## Exercise
In the listing below, count each line containing "green" and answer with the count only.

(Given records begins)

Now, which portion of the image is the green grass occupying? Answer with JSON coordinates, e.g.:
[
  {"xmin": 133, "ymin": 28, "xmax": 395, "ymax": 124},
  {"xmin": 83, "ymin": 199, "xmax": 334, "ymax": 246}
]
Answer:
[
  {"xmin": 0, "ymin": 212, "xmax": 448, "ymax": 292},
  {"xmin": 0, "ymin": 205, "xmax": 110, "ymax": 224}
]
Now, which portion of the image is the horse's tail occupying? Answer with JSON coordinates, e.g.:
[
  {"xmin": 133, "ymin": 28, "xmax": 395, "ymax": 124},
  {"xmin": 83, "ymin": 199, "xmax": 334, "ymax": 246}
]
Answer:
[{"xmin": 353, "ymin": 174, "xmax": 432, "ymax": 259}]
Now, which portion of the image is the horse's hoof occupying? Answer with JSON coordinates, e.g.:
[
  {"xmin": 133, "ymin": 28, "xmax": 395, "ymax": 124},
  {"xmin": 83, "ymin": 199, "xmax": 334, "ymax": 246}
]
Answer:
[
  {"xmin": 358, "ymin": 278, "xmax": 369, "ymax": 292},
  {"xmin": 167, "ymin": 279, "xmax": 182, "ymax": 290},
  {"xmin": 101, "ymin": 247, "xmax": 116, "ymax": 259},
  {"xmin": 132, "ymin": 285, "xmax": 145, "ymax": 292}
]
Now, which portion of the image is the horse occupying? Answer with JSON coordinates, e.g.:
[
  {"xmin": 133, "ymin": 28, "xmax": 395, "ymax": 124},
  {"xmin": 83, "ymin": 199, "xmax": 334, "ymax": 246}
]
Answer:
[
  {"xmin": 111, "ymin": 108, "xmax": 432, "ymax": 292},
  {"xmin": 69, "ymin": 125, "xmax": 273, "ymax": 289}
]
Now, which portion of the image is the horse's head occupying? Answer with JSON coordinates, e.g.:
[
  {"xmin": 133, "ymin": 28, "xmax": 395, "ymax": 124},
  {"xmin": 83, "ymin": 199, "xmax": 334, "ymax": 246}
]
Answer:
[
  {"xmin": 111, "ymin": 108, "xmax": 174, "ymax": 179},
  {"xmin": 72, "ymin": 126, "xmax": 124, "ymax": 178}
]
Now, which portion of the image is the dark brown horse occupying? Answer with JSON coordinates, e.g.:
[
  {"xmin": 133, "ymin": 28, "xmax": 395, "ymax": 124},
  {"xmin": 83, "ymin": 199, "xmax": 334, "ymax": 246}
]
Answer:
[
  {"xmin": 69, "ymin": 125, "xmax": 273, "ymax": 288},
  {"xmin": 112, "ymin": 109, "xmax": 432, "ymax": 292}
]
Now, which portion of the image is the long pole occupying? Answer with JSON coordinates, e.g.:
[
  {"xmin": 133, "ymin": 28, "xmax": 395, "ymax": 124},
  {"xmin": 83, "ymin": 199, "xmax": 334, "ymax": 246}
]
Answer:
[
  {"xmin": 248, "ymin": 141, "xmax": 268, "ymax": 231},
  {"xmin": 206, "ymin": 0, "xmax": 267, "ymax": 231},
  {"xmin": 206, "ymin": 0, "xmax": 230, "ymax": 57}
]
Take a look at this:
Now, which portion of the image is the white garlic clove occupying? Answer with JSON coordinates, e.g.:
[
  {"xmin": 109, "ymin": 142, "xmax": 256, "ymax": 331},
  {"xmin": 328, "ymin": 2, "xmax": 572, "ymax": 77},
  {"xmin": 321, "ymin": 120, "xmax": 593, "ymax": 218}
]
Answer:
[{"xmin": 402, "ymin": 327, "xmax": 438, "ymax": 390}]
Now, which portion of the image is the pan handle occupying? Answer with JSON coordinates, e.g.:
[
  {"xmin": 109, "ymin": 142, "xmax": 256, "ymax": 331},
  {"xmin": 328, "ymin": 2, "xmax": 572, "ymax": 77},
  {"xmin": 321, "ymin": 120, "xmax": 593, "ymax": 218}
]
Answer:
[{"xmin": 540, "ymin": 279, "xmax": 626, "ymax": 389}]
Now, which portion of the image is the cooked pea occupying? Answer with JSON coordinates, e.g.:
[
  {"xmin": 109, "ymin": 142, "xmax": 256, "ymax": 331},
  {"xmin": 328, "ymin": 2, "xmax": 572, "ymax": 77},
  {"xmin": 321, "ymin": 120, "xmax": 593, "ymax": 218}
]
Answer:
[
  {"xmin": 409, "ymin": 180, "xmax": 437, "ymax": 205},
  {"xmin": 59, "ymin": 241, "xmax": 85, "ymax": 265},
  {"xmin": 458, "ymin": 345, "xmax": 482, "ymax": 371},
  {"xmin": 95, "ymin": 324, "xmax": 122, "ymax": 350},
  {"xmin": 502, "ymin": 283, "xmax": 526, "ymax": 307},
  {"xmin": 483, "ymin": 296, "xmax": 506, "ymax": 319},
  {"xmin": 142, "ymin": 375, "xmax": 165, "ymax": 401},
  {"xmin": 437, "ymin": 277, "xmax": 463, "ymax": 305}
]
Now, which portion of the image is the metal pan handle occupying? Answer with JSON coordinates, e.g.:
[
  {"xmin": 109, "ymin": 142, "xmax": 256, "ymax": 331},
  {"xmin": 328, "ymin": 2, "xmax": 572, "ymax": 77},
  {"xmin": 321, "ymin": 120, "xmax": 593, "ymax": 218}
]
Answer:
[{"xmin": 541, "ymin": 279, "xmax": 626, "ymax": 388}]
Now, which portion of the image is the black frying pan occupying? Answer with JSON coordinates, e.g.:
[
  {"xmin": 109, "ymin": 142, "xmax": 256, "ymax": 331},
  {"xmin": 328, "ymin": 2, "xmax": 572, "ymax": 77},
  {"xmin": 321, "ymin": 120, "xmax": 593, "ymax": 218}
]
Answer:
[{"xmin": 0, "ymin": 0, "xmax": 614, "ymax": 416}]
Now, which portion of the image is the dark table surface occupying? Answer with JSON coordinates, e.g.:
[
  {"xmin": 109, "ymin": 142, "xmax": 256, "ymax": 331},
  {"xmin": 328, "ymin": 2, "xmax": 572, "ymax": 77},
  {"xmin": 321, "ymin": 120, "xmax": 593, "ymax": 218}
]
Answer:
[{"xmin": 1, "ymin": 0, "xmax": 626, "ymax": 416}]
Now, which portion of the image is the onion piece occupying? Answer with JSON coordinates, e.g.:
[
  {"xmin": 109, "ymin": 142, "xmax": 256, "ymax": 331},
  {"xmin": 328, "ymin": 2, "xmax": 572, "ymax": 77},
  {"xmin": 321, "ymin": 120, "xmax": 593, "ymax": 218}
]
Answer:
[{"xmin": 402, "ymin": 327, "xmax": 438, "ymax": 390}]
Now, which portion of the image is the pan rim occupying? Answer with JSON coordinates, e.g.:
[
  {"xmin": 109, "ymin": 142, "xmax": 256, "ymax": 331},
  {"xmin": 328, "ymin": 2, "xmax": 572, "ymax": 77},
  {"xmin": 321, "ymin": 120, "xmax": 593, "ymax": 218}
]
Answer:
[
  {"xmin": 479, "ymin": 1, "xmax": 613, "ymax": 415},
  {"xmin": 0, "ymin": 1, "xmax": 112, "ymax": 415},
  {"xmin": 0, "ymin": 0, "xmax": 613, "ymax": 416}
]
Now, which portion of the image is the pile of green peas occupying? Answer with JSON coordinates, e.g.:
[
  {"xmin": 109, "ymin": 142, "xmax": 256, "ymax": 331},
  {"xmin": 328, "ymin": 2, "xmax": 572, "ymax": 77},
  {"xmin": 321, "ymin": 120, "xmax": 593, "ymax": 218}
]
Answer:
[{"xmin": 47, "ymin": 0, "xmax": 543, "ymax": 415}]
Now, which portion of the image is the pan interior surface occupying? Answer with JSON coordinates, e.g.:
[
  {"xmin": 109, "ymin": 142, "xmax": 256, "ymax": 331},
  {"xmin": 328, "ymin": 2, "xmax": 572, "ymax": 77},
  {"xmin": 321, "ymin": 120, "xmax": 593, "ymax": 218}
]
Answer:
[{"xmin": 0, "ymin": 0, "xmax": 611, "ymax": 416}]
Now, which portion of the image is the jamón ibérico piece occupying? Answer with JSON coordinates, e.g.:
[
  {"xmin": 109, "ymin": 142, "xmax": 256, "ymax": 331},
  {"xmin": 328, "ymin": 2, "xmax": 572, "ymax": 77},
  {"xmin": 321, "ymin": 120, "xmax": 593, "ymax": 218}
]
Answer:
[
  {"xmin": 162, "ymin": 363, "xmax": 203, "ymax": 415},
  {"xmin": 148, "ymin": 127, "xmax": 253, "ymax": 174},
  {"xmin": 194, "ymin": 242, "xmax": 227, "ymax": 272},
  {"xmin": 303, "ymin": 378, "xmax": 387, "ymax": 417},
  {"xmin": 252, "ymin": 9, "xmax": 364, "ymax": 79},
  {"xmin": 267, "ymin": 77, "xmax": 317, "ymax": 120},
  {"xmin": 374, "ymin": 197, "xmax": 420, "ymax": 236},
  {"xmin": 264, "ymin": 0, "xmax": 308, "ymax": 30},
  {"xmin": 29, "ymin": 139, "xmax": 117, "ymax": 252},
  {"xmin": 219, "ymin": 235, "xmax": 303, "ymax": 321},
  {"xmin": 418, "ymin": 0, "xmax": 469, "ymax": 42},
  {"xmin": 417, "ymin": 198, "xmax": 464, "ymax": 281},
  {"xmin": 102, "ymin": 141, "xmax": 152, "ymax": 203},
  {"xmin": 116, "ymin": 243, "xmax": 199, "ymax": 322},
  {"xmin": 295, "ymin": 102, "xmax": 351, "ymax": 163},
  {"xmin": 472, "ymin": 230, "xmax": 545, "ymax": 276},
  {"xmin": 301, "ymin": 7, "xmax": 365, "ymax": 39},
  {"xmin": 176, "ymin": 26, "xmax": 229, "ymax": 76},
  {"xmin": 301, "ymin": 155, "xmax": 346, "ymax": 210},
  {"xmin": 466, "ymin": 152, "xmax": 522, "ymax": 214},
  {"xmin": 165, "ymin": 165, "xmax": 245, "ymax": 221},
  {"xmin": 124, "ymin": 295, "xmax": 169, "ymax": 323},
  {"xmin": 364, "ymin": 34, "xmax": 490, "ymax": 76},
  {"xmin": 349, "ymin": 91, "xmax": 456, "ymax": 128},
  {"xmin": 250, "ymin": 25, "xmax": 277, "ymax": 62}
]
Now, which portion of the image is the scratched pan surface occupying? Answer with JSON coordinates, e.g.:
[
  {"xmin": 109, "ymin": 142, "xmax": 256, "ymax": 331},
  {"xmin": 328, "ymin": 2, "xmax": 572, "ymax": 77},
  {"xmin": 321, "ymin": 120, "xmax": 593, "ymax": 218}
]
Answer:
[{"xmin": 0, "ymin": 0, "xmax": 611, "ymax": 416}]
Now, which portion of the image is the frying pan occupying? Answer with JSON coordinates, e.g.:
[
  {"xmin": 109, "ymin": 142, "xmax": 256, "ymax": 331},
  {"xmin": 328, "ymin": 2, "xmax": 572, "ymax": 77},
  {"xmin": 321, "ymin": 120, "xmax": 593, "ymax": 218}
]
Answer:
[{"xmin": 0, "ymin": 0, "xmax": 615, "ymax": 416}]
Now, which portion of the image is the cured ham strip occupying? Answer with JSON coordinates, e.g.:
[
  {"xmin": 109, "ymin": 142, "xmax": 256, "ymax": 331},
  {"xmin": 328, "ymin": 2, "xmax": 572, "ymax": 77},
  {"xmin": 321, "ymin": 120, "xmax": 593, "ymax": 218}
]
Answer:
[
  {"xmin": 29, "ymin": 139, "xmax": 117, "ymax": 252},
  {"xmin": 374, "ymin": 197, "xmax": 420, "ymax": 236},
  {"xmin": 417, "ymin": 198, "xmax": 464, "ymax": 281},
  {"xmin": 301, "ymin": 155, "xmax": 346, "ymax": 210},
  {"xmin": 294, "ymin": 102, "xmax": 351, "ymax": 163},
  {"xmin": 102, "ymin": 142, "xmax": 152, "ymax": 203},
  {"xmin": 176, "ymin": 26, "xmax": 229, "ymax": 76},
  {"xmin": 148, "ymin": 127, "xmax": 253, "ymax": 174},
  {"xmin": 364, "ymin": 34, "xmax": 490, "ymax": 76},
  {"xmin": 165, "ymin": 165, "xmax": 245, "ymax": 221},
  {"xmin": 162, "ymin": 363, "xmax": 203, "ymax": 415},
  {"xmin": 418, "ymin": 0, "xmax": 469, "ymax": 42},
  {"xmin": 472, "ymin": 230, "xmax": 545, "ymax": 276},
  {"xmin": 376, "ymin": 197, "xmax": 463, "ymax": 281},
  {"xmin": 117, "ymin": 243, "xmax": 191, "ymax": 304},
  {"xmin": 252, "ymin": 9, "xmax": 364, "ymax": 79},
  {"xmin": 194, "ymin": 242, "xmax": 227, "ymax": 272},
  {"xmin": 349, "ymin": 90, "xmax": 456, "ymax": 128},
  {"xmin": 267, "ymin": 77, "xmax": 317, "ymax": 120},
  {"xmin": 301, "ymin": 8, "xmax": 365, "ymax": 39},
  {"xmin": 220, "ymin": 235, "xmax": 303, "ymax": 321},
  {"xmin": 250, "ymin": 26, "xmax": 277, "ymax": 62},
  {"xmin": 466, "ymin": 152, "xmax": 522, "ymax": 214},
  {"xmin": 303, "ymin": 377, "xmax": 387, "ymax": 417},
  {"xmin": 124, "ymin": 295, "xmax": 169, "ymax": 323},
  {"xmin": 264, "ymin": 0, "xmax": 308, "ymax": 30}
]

(Given records ends)

## The completed task
2